Texte retenu
/---

Ayiti

La démocratie est bourgeoise.

Jean Erich René
 

 

 

Les économies marchandes du Nord ont créé et prôné un modèle de démocratie dont les principes de base reposent sur la liberté et l'égalité pour tous.

Paradoxalement dans le monde capitaliste, le pouvoir politique est exercé par un petit groupe qui contrôle les richesses nationales pour les canaliser au profit de leurs classes sociales. Le scandale des Commandites au Canada et le contrôle des exploitations pétrolières mondiales par les grandes familles américaines sont de brillantes illustrations. La guerre en Irak n'a d'autres origines que ses puits de pétrole. Selon la vision marxiste du jeu des classes sociales, la démocratie est bourgeoise.

Derrière le mythe du Gouvernement officiel, se cache une clique qui concentre entre leurs mains tous les intérêts économiques. Il appert donc que la misère est le produit de l'inégale répartition des richesses nationales. Le sous-développement de l'Etat-Nation est la résultante du système hiérarchisé, inégalitaire et injuste de l'économie mondiale sous l'impérialisme des Grandes Puissances.

Retrouver la quadrature du cercle et instaurer la démocratie deviennent impossible dans les pays sous-développés comme Haïti. Des inégalités économiques trop criantes sont à l'origine des dissensions sociales qui secouent le pays de Jean Jacques Dessalines. La démocratie suppose d'abord la satisfaction de certains besoins primaires comme: aliment, logement et vêtement, que François Perroux appelle les coûts de l'homme. La démocratie est la dérivée partielle du taux de croissance économique, du niveau d'éducation et de la performance des Institutions de l'Etat. Implanter la démocratie selon le modèle capitaliste sur un terrain de misère est suicidaire pour le corps social.

\---

Extraits des entrées
/---

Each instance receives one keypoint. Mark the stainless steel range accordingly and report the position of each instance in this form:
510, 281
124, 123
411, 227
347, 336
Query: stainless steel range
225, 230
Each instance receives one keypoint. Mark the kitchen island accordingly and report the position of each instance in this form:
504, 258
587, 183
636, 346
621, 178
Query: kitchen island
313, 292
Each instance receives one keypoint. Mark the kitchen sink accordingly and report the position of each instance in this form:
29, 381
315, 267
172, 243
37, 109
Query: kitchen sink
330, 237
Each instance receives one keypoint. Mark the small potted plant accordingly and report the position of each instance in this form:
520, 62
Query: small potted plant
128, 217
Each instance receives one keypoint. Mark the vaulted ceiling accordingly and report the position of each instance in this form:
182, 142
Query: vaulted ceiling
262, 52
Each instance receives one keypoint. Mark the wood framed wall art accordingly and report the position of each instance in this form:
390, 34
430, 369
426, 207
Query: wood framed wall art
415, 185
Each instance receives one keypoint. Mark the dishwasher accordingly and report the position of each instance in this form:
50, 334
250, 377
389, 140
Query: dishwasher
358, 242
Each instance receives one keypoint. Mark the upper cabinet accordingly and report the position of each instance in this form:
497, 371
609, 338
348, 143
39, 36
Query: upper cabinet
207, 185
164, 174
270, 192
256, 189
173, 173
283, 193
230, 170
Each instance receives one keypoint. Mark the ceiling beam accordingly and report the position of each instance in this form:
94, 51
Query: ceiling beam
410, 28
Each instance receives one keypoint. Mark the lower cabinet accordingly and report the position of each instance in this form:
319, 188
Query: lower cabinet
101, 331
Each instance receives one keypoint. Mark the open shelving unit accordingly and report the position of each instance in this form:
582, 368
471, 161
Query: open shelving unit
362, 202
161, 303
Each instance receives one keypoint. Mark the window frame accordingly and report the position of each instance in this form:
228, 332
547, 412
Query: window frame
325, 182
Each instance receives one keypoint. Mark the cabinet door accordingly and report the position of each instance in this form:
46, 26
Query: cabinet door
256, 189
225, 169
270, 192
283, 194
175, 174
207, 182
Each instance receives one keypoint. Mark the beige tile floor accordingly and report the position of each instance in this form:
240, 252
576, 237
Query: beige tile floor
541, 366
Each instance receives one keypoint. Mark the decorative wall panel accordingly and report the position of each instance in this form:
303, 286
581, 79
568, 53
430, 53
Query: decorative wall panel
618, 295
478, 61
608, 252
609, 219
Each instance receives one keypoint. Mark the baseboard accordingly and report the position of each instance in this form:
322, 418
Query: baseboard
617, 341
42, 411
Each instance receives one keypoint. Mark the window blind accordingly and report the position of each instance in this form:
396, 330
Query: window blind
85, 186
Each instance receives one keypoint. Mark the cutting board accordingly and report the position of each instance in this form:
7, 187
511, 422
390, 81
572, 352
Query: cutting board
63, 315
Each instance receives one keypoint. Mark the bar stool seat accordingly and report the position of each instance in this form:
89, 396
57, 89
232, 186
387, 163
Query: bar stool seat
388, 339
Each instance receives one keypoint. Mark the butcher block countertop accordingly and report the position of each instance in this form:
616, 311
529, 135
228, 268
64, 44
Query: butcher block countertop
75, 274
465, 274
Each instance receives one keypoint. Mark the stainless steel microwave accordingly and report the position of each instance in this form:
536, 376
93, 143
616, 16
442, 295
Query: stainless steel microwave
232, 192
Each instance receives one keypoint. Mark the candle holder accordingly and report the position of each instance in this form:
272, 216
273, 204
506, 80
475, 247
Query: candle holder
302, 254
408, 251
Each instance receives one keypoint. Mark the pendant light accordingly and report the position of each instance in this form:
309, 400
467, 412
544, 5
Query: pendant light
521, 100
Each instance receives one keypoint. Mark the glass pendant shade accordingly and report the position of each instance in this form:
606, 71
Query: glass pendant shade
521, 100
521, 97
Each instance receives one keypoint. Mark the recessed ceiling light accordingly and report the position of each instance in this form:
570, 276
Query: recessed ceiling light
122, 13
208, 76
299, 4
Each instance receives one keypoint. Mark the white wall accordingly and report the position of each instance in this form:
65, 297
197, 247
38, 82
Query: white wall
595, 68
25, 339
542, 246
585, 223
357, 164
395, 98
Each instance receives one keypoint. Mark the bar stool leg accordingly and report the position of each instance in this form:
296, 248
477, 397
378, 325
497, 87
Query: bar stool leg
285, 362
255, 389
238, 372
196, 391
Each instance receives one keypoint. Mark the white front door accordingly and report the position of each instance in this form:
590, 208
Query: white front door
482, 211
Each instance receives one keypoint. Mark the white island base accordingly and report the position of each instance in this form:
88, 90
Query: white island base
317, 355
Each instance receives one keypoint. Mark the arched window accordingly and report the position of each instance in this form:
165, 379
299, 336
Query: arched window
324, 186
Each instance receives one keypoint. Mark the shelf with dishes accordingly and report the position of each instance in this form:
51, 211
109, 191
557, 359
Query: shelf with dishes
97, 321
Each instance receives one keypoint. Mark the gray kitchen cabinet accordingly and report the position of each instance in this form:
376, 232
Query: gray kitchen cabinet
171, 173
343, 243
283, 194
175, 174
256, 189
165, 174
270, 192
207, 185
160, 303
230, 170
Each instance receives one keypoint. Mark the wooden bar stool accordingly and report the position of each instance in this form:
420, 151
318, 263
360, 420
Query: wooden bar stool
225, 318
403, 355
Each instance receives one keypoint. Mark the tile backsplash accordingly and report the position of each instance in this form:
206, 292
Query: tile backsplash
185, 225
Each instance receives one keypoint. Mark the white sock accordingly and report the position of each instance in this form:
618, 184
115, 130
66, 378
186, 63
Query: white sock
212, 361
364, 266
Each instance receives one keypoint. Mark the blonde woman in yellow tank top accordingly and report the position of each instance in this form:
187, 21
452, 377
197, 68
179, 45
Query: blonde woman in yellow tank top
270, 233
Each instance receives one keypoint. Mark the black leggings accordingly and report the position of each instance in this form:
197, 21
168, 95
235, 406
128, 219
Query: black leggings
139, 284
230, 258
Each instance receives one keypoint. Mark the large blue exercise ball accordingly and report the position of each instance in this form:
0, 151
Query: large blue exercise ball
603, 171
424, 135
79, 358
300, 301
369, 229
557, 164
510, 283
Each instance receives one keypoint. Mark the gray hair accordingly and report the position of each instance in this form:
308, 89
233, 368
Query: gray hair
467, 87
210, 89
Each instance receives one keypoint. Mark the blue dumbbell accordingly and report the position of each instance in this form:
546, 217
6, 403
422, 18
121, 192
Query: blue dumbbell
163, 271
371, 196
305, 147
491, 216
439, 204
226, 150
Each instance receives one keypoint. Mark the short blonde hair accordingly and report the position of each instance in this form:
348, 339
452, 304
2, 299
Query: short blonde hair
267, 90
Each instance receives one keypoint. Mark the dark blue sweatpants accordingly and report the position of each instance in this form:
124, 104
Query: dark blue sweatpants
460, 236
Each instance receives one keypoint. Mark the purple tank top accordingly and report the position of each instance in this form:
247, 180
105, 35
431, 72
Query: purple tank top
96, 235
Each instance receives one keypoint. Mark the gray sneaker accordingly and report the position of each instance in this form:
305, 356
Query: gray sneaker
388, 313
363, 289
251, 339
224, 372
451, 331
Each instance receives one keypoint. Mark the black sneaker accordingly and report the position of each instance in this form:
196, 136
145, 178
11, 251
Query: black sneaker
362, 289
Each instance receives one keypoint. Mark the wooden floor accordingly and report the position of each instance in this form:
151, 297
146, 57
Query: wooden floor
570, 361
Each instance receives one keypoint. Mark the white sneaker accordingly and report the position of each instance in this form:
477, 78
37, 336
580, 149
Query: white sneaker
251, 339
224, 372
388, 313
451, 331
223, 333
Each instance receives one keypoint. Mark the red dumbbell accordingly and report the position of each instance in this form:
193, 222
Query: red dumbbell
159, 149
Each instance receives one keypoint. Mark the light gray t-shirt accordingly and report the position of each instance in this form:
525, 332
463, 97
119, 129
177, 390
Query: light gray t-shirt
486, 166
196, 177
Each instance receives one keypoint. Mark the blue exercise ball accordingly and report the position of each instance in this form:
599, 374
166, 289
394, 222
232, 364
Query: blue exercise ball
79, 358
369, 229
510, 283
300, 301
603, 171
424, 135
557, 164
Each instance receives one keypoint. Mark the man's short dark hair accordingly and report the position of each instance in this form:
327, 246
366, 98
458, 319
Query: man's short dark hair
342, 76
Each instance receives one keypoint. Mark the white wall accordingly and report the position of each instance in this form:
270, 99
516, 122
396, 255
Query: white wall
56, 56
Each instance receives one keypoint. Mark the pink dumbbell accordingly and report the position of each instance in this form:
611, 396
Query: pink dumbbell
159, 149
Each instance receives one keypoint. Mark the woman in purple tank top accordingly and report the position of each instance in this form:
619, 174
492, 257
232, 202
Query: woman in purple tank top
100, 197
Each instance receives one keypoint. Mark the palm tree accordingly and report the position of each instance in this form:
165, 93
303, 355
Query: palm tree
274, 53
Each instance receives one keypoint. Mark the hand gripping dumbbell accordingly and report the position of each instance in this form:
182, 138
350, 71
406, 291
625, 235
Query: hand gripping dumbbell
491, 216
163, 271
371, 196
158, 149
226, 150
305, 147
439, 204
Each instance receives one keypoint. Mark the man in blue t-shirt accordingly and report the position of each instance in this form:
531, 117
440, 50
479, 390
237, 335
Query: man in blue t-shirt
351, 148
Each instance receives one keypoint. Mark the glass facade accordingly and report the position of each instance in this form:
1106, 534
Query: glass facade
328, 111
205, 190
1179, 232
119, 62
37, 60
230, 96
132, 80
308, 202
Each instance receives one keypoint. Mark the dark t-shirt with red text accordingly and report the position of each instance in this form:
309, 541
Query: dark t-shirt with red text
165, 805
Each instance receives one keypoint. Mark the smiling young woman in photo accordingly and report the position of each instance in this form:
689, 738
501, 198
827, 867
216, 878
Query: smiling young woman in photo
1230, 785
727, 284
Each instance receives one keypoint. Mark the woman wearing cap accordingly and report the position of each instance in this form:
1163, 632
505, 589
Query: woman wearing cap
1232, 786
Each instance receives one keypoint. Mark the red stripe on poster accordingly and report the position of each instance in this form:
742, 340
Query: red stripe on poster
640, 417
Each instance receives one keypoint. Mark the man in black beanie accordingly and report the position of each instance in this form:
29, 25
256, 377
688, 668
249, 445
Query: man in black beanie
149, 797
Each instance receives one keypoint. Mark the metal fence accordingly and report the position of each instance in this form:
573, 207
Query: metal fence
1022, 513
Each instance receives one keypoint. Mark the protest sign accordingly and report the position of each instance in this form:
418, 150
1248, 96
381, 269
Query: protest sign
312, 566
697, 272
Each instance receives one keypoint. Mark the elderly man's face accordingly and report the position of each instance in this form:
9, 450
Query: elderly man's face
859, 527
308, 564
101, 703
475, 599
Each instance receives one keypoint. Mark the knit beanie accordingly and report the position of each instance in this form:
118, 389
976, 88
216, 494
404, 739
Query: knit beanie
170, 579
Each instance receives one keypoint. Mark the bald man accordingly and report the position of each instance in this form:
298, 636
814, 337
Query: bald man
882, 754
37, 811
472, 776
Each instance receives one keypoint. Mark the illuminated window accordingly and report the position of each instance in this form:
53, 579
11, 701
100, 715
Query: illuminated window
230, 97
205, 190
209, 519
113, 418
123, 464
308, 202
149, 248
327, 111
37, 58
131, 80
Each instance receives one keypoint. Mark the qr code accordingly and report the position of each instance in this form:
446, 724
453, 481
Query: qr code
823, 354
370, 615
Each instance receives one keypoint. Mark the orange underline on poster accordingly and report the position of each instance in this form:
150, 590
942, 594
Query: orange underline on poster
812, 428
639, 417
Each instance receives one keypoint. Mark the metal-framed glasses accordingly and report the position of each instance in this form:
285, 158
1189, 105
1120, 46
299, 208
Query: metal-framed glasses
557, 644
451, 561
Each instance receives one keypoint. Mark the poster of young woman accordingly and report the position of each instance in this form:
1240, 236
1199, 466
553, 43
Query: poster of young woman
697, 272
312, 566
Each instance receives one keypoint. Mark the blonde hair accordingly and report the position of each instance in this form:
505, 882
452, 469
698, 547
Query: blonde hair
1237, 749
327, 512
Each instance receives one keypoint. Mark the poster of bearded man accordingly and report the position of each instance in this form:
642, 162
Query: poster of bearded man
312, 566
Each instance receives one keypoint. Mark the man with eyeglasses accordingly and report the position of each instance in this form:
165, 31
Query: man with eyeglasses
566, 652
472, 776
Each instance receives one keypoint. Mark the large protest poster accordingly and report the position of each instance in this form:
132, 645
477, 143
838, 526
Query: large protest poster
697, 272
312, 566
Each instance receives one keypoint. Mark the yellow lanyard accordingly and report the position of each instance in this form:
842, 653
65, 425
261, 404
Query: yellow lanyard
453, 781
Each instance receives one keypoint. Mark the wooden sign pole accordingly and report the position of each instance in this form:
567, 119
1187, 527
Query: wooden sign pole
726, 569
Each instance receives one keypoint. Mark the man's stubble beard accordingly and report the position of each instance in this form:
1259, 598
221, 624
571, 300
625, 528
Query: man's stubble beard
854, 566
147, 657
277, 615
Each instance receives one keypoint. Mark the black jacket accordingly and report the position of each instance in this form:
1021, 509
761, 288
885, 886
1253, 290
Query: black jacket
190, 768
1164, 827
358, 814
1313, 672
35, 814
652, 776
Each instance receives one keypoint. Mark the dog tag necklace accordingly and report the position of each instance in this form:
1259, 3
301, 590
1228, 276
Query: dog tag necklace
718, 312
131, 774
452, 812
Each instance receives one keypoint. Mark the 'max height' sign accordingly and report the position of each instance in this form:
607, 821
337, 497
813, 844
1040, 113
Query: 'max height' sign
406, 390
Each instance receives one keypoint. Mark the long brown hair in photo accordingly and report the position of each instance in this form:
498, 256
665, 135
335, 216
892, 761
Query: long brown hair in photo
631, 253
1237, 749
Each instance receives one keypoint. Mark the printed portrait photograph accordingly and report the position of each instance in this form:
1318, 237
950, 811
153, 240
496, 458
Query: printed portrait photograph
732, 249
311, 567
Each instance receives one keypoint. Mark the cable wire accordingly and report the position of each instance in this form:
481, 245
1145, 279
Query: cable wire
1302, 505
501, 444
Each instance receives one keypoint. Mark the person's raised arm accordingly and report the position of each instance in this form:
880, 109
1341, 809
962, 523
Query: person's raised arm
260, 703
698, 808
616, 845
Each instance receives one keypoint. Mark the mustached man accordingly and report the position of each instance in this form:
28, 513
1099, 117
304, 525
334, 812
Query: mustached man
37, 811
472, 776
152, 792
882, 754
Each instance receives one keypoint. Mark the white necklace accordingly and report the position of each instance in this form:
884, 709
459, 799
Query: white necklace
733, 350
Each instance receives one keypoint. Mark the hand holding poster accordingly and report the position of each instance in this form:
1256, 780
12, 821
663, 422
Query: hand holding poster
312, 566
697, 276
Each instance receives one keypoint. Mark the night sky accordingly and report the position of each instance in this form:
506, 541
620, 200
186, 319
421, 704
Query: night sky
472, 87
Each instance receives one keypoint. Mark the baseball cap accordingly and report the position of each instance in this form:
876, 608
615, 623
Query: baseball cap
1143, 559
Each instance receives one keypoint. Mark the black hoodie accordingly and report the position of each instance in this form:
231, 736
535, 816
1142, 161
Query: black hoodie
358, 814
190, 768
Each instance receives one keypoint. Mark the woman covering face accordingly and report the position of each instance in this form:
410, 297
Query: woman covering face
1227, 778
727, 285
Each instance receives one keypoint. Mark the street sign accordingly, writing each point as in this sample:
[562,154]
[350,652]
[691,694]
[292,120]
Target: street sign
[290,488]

\---

Consigne 1
Dans le texte sur la démocratie bourgeoise, quel nom François Perroux donne-t-il aux besoins primaires comme l'aliment, le logement et le vêtement ?
Consigne 2
Poursuivez le texte sur la démocratie bourgeoise en Haïti à partir de sa dernière phrase.

Résultat 1
Les coûts de l'homme.

Résultat 2
Depuis 1986, au nom de la démocratie, on assiste en Haïti à un débordement des revendications populaires. Les manufactures de la sous-traitance ont fui les rives d'Haïti. On a enregistré des scènes horribles de pillage des magasins et d'autodafés humains. Le PDCH de Sylvio Claude et le KID de Evans Paul furent les maîtres incontestables et incontestés du béton dans ces périodes particulièrement troublantes de la vie nationale.

Aujourd'hui le kidnapping est en train de saper les bases de la nation. Tout le monde est tombé dans le filet des malfaiteurs. Des venelles de nos bidonvilles jusqu'aux quartiers huppés de Pétion-Ville, de la petite marchande assise aux coins de nos rues jusqu'aux propriétaires des magasins, des rançons sont exigées en fonction de l'importance de la victime. Cette démocratie de la misère est préjudiciable au corps social et ne fait qu’aguerrir la méchanceté et l'audace des truands.

Sursum Corda! Elevons les débats en laissant tomber nos masques. En toute sincérité, les bouillonnements sociaux actuels chassent des esprits lucides l'illusion d'application du modèle démocratique occidental en Haïti. Les moyens d'y parvenir sont handicapés par la misère résultant du sous-développement économique. La démocratie est bourgeoise.

Que faire alors? Il faut tenir compte des conditions concrètes des réalités économiques du milieu haïtien. On ne peut pas lutter à coup de fusil contre la misère et les misérables. Ils sont invulnérables et invincibles par la force. Ils reviendront au galop dans un délai assez court. "Il faut un minimum de bien-être matériel pour pratiquer la vertu" nous dit St Thomas d'Aquin. On ne peut pas demander à quelqu'un qui n'a rien mangé hier et aujourd'hui et qui doute de son lendemain de sourire aux riches. S'il est difficile de faire germer des semences sélectionnées dans les terres ingrates il est quasiment impossible de faire triompher l'idéal démocratique dans les sillons de la misère. Il nous faut coûte que coûte poser l'équation de développement économique d'Haïti en remettant les clés du Palais National à un leader digne et compétent. Que les amateurs, les menteurs, les imposteurs les simulateurs et les forts en paroles s'abstiennent. La démocratie est bourgeoise.